## 지문

# 비지도 학습 감성분석 - LExicon 기반

In [83]:
import numpy as np 
import pandas as pd
import warnings
warnings.filterwarnings('ignore')

### Wordnet Synset 및 Sentiwordnet SentiSynset 클래스

In [84]:
import nltk
nltk.download('wordnet')

[nltk_data] Downloading package wordnet to
[nltk_data]     C:\Users\MSI\AppData\Roaming\nltk_data...
[nltk_data]   Package wordnet is already up-to-date!


True

In [85]:
from nltk.corpus import wordnet

term = 'present' # 여러가지 단어의 뜻
synsets = wordnet.synsets(term)


In [86]:
type(synsets), len(synsets)

(list, 18)

In [87]:
print(synsets)

## 데이터 발췌
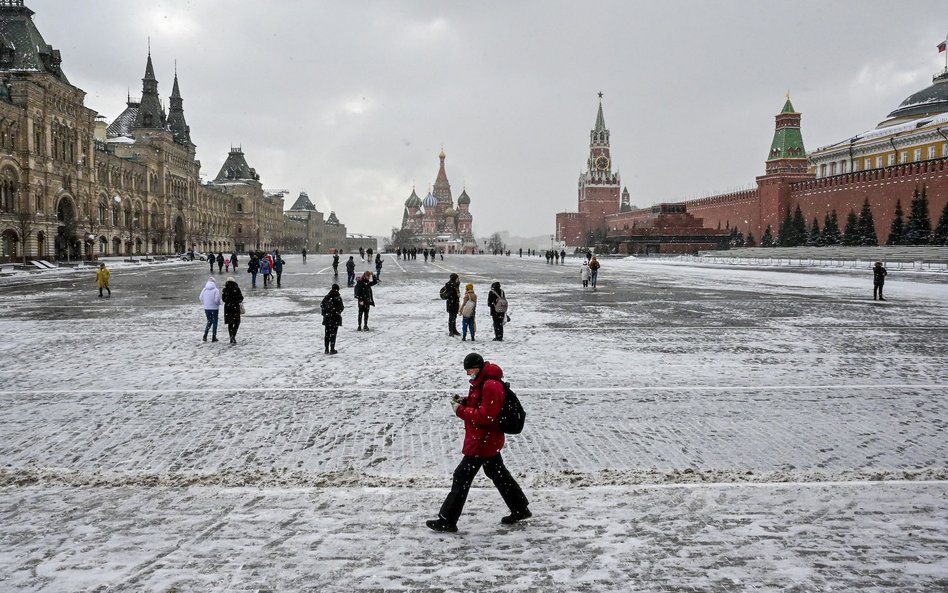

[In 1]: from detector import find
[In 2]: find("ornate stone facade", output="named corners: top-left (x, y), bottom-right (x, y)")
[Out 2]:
top-left (394, 150), bottom-right (477, 253)
top-left (0, 0), bottom-right (356, 260)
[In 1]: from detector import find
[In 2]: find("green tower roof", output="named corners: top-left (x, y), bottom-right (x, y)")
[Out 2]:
top-left (767, 94), bottom-right (806, 161)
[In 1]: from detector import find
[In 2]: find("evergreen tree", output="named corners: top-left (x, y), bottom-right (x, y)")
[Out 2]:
top-left (843, 210), bottom-right (859, 245)
top-left (885, 200), bottom-right (905, 245)
top-left (806, 217), bottom-right (823, 247)
top-left (856, 197), bottom-right (879, 245)
top-left (790, 204), bottom-right (807, 247)
top-left (823, 210), bottom-right (843, 245)
top-left (935, 203), bottom-right (948, 245)
top-left (903, 187), bottom-right (932, 245)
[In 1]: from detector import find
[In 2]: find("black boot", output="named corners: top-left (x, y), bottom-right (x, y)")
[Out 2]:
top-left (425, 518), bottom-right (458, 533)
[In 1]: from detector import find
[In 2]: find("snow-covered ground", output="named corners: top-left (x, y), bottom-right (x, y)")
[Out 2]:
top-left (0, 256), bottom-right (948, 593)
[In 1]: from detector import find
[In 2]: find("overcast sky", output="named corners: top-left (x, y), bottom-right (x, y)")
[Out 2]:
top-left (26, 0), bottom-right (948, 236)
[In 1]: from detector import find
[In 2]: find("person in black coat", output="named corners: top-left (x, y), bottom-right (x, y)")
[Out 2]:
top-left (353, 270), bottom-right (379, 331)
top-left (320, 284), bottom-right (346, 354)
top-left (487, 282), bottom-right (507, 342)
top-left (221, 276), bottom-right (244, 344)
top-left (444, 274), bottom-right (461, 336)
top-left (872, 262), bottom-right (889, 301)
top-left (346, 255), bottom-right (355, 286)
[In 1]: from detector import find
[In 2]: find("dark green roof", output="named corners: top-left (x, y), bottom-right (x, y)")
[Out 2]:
top-left (0, 0), bottom-right (69, 84)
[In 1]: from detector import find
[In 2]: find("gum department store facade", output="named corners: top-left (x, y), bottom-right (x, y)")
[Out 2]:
top-left (556, 61), bottom-right (948, 253)
top-left (0, 0), bottom-right (364, 261)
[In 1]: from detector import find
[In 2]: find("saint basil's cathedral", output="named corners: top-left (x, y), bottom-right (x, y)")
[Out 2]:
top-left (401, 150), bottom-right (477, 253)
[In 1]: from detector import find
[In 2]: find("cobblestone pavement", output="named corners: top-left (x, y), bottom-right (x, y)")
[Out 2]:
top-left (0, 256), bottom-right (948, 592)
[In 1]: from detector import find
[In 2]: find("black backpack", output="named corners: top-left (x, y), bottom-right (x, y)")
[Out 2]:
top-left (497, 381), bottom-right (527, 434)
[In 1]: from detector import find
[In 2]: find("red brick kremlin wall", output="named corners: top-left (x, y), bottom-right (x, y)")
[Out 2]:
top-left (672, 159), bottom-right (948, 244)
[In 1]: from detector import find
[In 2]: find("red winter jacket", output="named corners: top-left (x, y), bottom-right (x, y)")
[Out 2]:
top-left (457, 363), bottom-right (504, 459)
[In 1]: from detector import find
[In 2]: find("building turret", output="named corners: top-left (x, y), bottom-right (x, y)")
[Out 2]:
top-left (214, 146), bottom-right (260, 183)
top-left (766, 93), bottom-right (808, 175)
top-left (132, 51), bottom-right (167, 130)
top-left (168, 71), bottom-right (191, 145)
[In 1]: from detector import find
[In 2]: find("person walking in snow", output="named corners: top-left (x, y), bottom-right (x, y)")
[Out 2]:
top-left (95, 262), bottom-right (112, 299)
top-left (353, 270), bottom-right (379, 331)
top-left (346, 255), bottom-right (355, 286)
top-left (198, 276), bottom-right (221, 342)
top-left (248, 253), bottom-right (260, 288)
top-left (220, 276), bottom-right (244, 344)
top-left (273, 251), bottom-right (286, 288)
top-left (461, 284), bottom-right (477, 342)
top-left (872, 262), bottom-right (889, 301)
top-left (589, 255), bottom-right (599, 290)
top-left (487, 281), bottom-right (507, 342)
top-left (320, 284), bottom-right (346, 354)
top-left (258, 257), bottom-right (270, 288)
top-left (375, 253), bottom-right (385, 282)
top-left (425, 352), bottom-right (533, 533)
top-left (442, 272), bottom-right (461, 337)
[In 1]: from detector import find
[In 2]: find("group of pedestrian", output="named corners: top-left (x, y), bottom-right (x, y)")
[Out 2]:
top-left (246, 249), bottom-right (286, 288)
top-left (580, 254), bottom-right (599, 290)
top-left (207, 251), bottom-right (237, 274)
top-left (439, 273), bottom-right (510, 342)
top-left (198, 276), bottom-right (244, 344)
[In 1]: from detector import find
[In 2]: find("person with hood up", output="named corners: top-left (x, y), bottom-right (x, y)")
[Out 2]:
top-left (259, 256), bottom-right (270, 288)
top-left (589, 255), bottom-right (599, 290)
top-left (248, 254), bottom-right (260, 288)
top-left (221, 276), bottom-right (244, 344)
top-left (273, 251), bottom-right (286, 288)
top-left (425, 352), bottom-right (533, 533)
top-left (872, 262), bottom-right (889, 301)
top-left (198, 276), bottom-right (221, 342)
top-left (375, 253), bottom-right (385, 282)
top-left (353, 270), bottom-right (379, 331)
top-left (95, 262), bottom-right (112, 299)
top-left (487, 280), bottom-right (507, 342)
top-left (442, 272), bottom-right (461, 337)
top-left (320, 284), bottom-right (346, 354)
top-left (461, 284), bottom-right (477, 342)
top-left (346, 255), bottom-right (355, 286)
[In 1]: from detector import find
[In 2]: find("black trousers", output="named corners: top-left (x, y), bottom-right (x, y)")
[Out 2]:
top-left (490, 313), bottom-right (506, 340)
top-left (323, 325), bottom-right (339, 352)
top-left (448, 309), bottom-right (461, 336)
top-left (438, 453), bottom-right (530, 523)
top-left (227, 317), bottom-right (240, 339)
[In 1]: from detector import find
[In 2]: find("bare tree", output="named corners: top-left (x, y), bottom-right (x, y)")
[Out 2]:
top-left (13, 206), bottom-right (39, 264)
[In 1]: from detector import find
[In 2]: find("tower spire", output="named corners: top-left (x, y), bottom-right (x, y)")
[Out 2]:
top-left (133, 47), bottom-right (165, 129)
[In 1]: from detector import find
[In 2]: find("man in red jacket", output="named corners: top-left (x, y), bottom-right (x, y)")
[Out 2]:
top-left (425, 352), bottom-right (533, 533)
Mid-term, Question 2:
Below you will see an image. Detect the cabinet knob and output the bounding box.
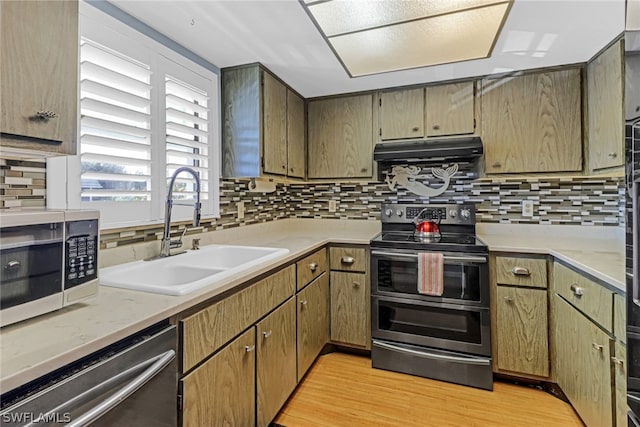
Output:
[32,110,58,122]
[511,267,531,276]
[611,357,624,366]
[569,283,584,297]
[340,256,355,264]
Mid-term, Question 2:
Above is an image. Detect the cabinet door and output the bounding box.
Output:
[587,42,624,170]
[496,286,549,377]
[0,1,78,154]
[180,328,256,427]
[262,71,287,175]
[555,296,613,427]
[307,95,373,178]
[425,82,475,136]
[256,298,298,427]
[482,68,582,173]
[296,273,329,381]
[379,88,424,140]
[287,90,306,178]
[330,271,371,347]
[611,341,629,427]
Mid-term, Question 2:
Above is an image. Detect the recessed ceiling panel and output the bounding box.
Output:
[328,3,510,77]
[305,0,505,37]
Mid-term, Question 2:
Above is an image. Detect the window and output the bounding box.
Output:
[47,3,219,228]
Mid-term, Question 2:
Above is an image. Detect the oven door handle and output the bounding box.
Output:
[371,251,487,264]
[373,340,491,366]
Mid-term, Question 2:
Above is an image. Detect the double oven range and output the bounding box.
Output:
[371,204,493,390]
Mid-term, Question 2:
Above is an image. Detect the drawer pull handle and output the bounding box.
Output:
[4,260,22,271]
[511,267,531,276]
[611,357,624,366]
[570,283,584,297]
[340,256,356,264]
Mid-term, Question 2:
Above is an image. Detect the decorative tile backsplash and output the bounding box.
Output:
[0,159,47,208]
[0,160,625,248]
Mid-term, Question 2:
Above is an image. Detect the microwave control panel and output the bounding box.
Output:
[65,220,98,289]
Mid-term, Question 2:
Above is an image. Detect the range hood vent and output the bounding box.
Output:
[373,136,482,165]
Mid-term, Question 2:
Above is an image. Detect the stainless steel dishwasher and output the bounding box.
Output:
[0,322,178,427]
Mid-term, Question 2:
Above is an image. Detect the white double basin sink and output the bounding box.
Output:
[100,245,289,295]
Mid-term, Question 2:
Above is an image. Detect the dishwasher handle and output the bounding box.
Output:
[67,350,176,427]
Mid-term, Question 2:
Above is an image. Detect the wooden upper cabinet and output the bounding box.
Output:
[287,90,306,178]
[0,1,78,154]
[378,88,424,140]
[221,64,305,178]
[425,82,475,136]
[587,41,624,171]
[481,68,582,173]
[307,94,373,178]
[262,72,287,175]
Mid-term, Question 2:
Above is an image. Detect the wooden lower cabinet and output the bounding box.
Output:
[496,286,549,377]
[296,273,330,381]
[180,328,256,427]
[256,298,298,427]
[331,271,371,348]
[554,294,614,427]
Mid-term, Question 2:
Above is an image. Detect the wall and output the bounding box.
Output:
[0,160,625,248]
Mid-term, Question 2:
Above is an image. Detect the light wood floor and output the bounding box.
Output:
[274,353,583,427]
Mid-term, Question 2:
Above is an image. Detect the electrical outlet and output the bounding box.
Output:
[236,202,244,219]
[522,200,533,216]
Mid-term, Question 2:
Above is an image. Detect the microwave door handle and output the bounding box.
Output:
[62,350,176,427]
[371,251,487,264]
[373,340,491,366]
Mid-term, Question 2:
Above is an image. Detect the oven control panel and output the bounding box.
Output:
[380,203,476,224]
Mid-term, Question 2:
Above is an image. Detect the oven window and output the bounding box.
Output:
[378,300,482,344]
[377,259,481,301]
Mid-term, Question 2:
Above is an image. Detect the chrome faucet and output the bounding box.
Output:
[160,166,201,257]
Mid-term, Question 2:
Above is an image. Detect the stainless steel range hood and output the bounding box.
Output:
[373,136,482,165]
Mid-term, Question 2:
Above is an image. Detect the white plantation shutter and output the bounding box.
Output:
[165,75,211,204]
[80,38,152,202]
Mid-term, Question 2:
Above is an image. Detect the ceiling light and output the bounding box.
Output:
[301,0,513,77]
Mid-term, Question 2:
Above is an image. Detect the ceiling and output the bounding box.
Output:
[110,0,625,98]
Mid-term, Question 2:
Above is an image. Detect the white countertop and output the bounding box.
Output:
[0,219,624,392]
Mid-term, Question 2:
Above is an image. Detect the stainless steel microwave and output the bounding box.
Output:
[0,209,99,326]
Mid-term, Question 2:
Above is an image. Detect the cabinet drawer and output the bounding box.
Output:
[496,256,547,288]
[329,248,367,272]
[613,294,627,343]
[553,263,613,332]
[180,265,295,372]
[296,248,327,290]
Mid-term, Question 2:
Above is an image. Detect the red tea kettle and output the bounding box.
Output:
[413,209,442,239]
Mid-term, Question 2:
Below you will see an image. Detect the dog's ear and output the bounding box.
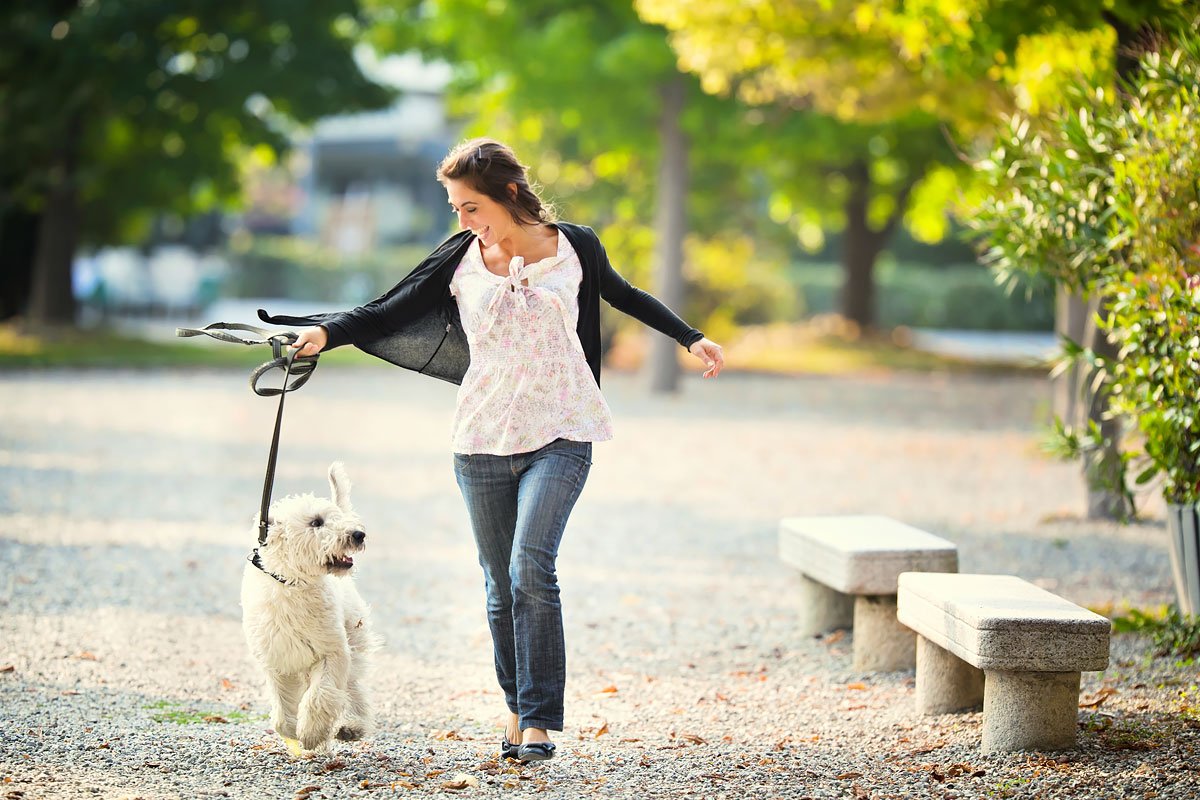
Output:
[329,461,350,511]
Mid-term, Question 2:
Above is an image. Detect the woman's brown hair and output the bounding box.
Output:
[437,139,554,225]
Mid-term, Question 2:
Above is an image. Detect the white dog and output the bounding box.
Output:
[241,462,379,750]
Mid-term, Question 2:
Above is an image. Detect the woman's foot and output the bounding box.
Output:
[500,712,521,759]
[517,728,554,762]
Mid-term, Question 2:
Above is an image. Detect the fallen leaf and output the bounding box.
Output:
[442,772,479,792]
[1079,686,1120,709]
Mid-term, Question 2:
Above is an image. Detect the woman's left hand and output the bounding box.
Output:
[688,339,725,378]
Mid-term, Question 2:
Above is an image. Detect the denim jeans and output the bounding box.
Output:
[454,439,592,730]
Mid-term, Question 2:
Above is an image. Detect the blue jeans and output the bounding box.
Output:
[454,439,592,730]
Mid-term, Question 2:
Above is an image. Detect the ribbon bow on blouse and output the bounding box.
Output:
[479,255,580,347]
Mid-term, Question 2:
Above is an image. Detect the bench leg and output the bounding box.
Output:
[799,572,854,636]
[854,595,917,672]
[983,669,1079,753]
[917,636,984,714]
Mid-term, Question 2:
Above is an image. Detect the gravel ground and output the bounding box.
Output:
[0,366,1200,799]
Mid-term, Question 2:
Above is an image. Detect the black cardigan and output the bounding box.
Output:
[258,222,704,385]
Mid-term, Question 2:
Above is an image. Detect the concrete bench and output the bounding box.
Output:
[898,572,1110,752]
[779,517,959,672]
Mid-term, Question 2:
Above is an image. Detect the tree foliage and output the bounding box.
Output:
[0,0,389,321]
[973,25,1200,503]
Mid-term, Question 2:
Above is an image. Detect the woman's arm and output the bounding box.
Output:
[596,239,725,378]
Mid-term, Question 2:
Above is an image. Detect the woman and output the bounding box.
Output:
[274,139,724,760]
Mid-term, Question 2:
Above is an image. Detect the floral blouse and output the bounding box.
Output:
[450,233,612,456]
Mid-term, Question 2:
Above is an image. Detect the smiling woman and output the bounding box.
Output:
[260,139,724,760]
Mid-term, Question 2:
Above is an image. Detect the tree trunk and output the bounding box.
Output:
[1055,12,1151,519]
[841,160,920,332]
[28,118,82,329]
[1054,287,1133,519]
[841,161,882,332]
[0,205,41,321]
[649,76,689,392]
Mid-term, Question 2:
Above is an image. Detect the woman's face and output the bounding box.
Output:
[445,180,516,247]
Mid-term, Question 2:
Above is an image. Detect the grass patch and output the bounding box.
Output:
[1093,606,1200,658]
[143,700,266,724]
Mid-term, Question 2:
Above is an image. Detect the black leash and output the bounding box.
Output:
[175,323,319,584]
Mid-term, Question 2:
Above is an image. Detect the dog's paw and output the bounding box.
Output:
[337,723,367,741]
[300,730,329,750]
[271,720,299,739]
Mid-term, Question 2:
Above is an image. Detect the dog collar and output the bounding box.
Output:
[246,547,295,587]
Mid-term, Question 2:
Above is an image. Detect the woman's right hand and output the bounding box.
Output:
[292,325,329,357]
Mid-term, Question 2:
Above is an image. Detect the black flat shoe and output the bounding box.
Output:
[517,741,554,762]
[500,734,521,759]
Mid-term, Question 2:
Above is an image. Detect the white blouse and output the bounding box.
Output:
[450,233,612,456]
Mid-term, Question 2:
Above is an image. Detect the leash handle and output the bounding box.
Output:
[250,347,295,547]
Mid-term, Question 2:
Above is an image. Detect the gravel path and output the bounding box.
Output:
[0,366,1200,799]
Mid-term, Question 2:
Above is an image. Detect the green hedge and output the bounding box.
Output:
[220,236,430,303]
[788,263,1054,331]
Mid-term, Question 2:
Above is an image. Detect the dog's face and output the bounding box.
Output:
[256,462,367,579]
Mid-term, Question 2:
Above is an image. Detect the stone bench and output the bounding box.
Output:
[898,572,1110,752]
[779,517,959,672]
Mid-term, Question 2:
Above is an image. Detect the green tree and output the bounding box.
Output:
[0,0,390,325]
[636,0,984,329]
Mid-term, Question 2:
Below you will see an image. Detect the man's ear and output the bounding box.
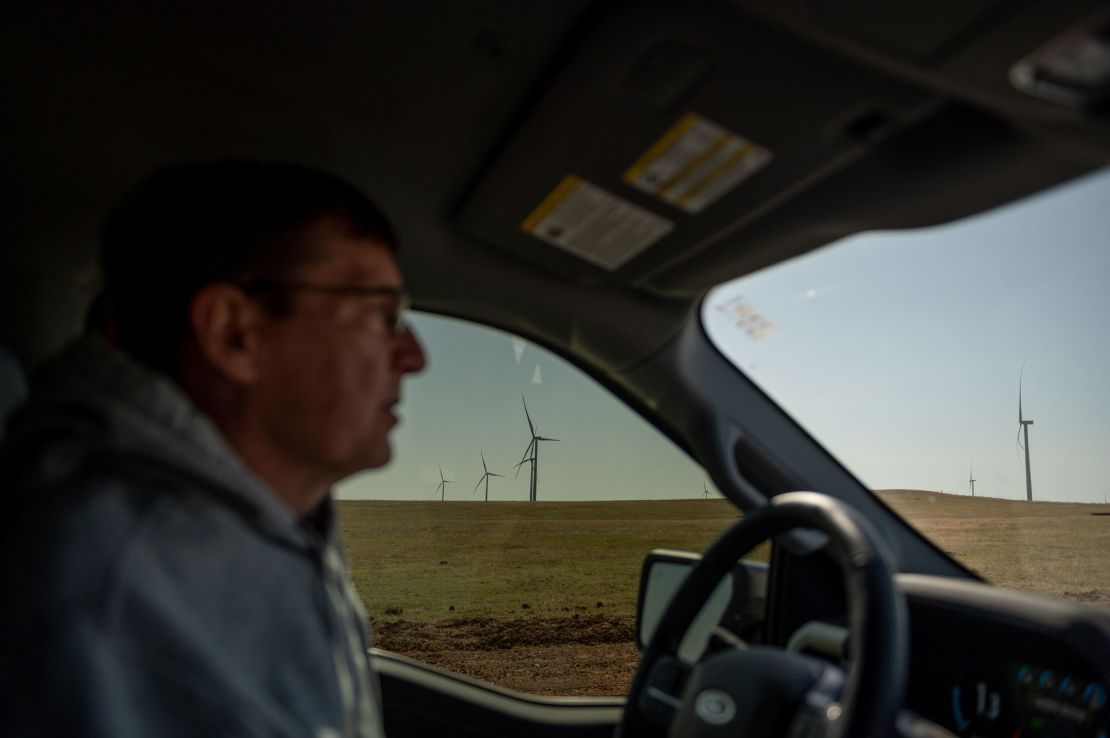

## 서술형 과제 1
(a)~(c)가 감성분석 지문의 내용과 일치하는지 각각 예 또는 아니요로 답하고, 판단의 근거가 되는 지문의 구절을 그대로 인용하시오.
(a) wordnet.synsets에 넘겨진 단어는 'present'이다.
(b) 경고 메시지가 화면에 표시되도록 설정되어 있다.
(c) synsets의 길이는 18로 출력되었다.
## 서술형 과제 2
감성분석 지문에서 "### Wordnet Synset"부터 "is already up-to-date!"까지 양 끝을 포함하여 그대로 옮겨 돌려주시오.
## 서술형 과제 3
감성분석 지문이 끝난 부분 다음부터 이어서 작성하시오.
이 데이터는 지문과는 다른 출처에서 가져온 것이다.

## 예시 답안 1
(a) 예. "term = 'present'"
(b) 아니요. "warnings.filterwarnings('ignore')"
(c) 예. "(list, 18)"

## 예시 답안 2
### Wordnet Synset 및 Sentiwordnet SentiSynset 클래스

In [84]:
import nltk
nltk.download('wordnet')

[nltk_data] Downloading package wordnet to
[nltk_data]     C:\Users\MSI\AppData\Roaming\nltk_data...
[nltk_data]   Package wordnet is already up-to-date!

## 예시 답안 3
[Synset('present.n.01'), Synset('present.n.02'), Synset('present.n.03'), Synset('show.v.01'), Synset('present.v.02'), Synset('stage.v.01'), Synset('present.v.04'), Synset('present.v.05'), Synset('award.v.01'), Synset('give.v.08'), Synset('deliver.v.01'), Synset('introduce.v.01'), Synset('portray.v.04'), Synset('confront.v.03'), Synset('present.v.12'), Synset('salute.v.06'), Synset('present.a.01'), Synset('present.a.02')]


In [88]:
# wordnet에 있는 synsets의 자료구조

for synset in synsets[:5]:
    print(f'#### name: {synset.name()}####')
    print('POS:', synset.lexname())
    print('정의:', synset.definition())
    print('표제어:', synset.lemma_names())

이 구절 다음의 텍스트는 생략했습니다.